Given text >>
-.-.-

Conversion refers to the collection of processes employed to modify a feedstock into desired product(s).

Given that LB is composed of a number of distinct components, there are a variety of treatment options available that one can use to change these components into fuel, chemicals and other products.

With a harsh condition (high temperature, strong acid/base, strong solvents, or a combination of these agents), LB can be turned into small molecular units (such as C, CO2, CO, H2 and H2O) and then further con­verted to a desired product. Thermochemical conver­sion technologies usually employ this strategy to break down LB unselectively to accommodate further conver­sions either catalytically or biologically. Therefore, ther­mochemical conversion technologies can be versatile.

The structure of wood (or LB in general) is sufficiently strong and complex that it is not feasible to attack the whole complex at mild conditions in a single step, nor is it feasible to isolate the components and attack them individually. When mild conditions are desired, one must attack at least one portion of the whole structure and weaken it. Follow up with another treatment to break down the first component or attack a second component. Continue to treat the biomass until the desired composition is obtained. These treatment op­tions are classified into mechanical, thermal, chemical, or biological processes. These are not discrete classifica­tions. In other words, a process can be considered to belong to more than one category. For example, if one were to saturate LB with water, then heat it under high pressure and rapidly release the pressure, the hot water could vaporize into steam and thus explode apart the woody cells it had penetrated. This is called steam explosion and it uses a thermal process to accomplish a mechanical breakdown of the woody material. Steam explosion will be discussed later in this chapter.

While there are several LB conversion technologies available, this chapter will focus on biochemical conver­sion technologies with some discussions in thermo­chemical conversions.

These treatments may be applied at various points across the process. The typical process to acquire fuel products using a bioconversion methodology is gener­ally described in four parts: pretreatment, hydrolysis, fermentation and distillation, separation and filtration.

-.-.-

Extracted entries >>
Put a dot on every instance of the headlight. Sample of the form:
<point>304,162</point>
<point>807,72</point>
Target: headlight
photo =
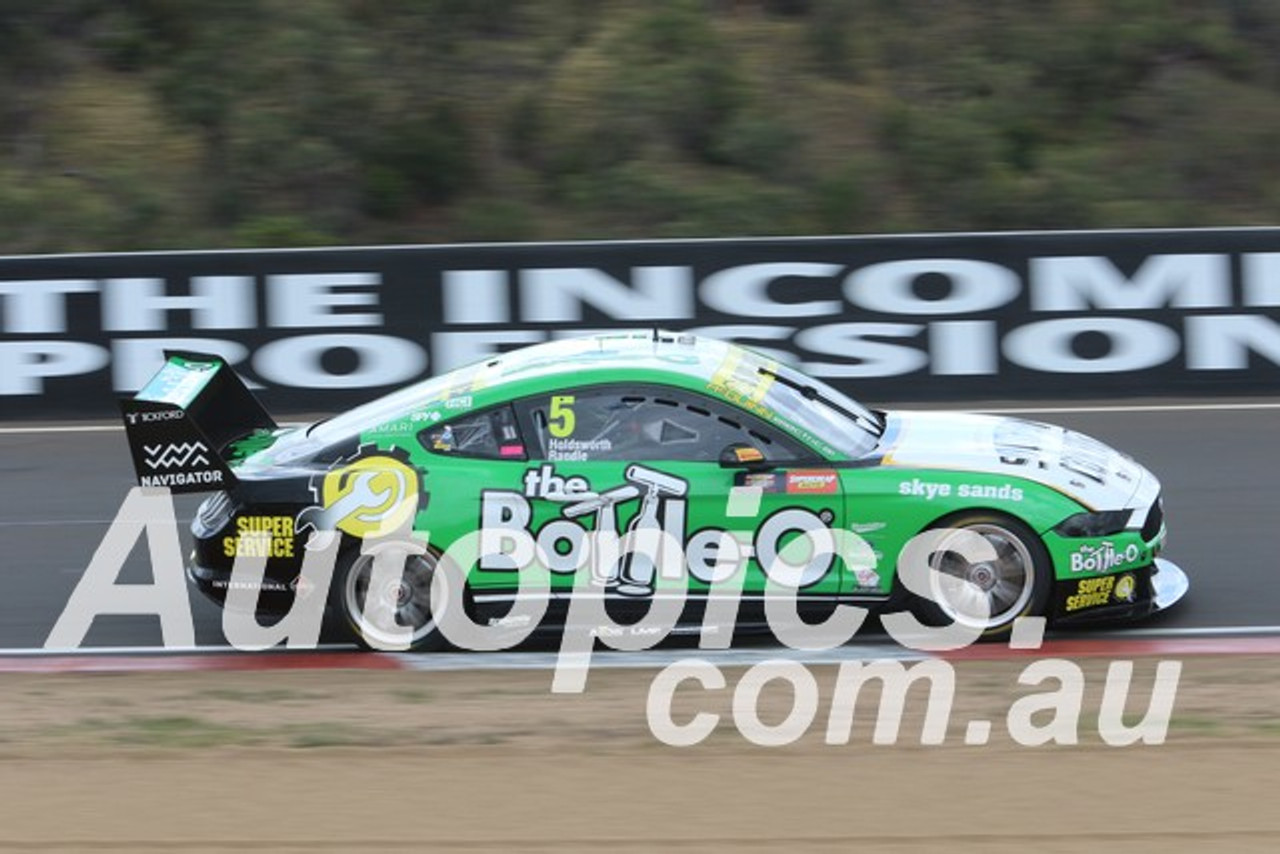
<point>1109,521</point>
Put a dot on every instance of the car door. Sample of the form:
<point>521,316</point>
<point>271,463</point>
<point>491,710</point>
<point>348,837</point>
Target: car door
<point>631,459</point>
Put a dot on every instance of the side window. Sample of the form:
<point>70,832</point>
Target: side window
<point>644,424</point>
<point>490,434</point>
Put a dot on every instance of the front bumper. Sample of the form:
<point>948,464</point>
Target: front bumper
<point>1120,596</point>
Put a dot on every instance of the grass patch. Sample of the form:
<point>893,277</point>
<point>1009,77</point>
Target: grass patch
<point>178,731</point>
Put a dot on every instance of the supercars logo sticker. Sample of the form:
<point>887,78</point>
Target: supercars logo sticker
<point>370,496</point>
<point>1125,588</point>
<point>812,483</point>
<point>174,455</point>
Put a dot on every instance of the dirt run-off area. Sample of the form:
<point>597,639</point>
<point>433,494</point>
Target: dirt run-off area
<point>492,761</point>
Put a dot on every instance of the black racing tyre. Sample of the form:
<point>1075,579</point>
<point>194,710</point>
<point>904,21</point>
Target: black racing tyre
<point>379,619</point>
<point>1016,584</point>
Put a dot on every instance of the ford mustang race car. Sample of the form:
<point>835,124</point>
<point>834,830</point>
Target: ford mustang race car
<point>748,470</point>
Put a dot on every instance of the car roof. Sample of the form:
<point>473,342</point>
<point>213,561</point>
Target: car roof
<point>639,356</point>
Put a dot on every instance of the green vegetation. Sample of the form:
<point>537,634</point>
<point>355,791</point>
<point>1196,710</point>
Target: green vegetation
<point>155,123</point>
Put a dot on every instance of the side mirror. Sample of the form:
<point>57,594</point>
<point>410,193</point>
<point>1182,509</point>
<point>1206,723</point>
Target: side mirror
<point>740,455</point>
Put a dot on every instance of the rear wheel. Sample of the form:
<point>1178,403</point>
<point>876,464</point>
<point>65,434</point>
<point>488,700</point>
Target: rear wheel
<point>990,593</point>
<point>394,613</point>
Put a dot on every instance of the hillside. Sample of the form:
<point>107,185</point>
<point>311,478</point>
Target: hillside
<point>161,124</point>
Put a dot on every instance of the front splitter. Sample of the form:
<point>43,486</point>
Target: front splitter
<point>1168,584</point>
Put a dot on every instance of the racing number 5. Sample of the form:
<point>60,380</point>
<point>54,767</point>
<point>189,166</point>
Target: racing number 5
<point>561,421</point>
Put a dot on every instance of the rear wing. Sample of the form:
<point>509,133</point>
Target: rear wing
<point>183,419</point>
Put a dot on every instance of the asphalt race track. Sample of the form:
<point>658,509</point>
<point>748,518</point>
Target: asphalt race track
<point>1219,465</point>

-.-.-

Work instruction >>
Reproduce the passage on converting biomass above in full, word for word.

Exercise output >>
Conversion refers to the collection of processes employed to modify a feedstock into desired product(s).

Given that LB is composed of a number of distinct components, there are a variety of treatment options available that one can use to change these components into fuel, chemicals and other products.

With a harsh condition (high temperature, strong acid/base, strong solvents, or a combination of these agents), LB can be turned into small molecular units (such as C, CO2, CO, H2 and H2O) and then further con­verted to a desired product. Thermochemical conver­sion technologies usually employ this strategy to break down LB unselectively to accommodate further conver­sions either catalytically or biologically. Therefore, ther­mochemical conversion technologies can be versatile.

The structure of wood (or LB in general) is sufficiently strong and complex that it is not feasible to attack the whole complex at mild conditions in a single step, nor is it feasible to isolate the components and attack them individually. When mild conditions are desired, one must attack at least one portion of the whole structure and weaken it. Follow up with another treatment to break down the first component or attack a second component. Continue to treat the biomass until the desired composition is obtained. These treatment op­tions are classified into mechanical, thermal, chemical, or biological processes. These are not discrete classifica­tions. In other words, a process can be considered to belong to more than one category. For example, if one were to saturate LB with water, then heat it under high pressure and rapidly release the pressure, the hot water could vaporize into steam and thus explode apart the woody cells it had penetrated. This is called steam explosion and it uses a thermal process to accomplish a mechanical breakdown of the woody material. Steam explosion will be discussed later in this chapter.

While there are several LB conversion technologies available, this chapter will focus on biochemical conver­sion technologies with some discussions in thermo­chemical conversions.

These treatments may be applied at various points across the process. The typical process to acquire fuel products using a bioconversion methodology is gener­ally described in four parts: pretreatment, hydrolysis, fermentation and distillation, separation and filtration.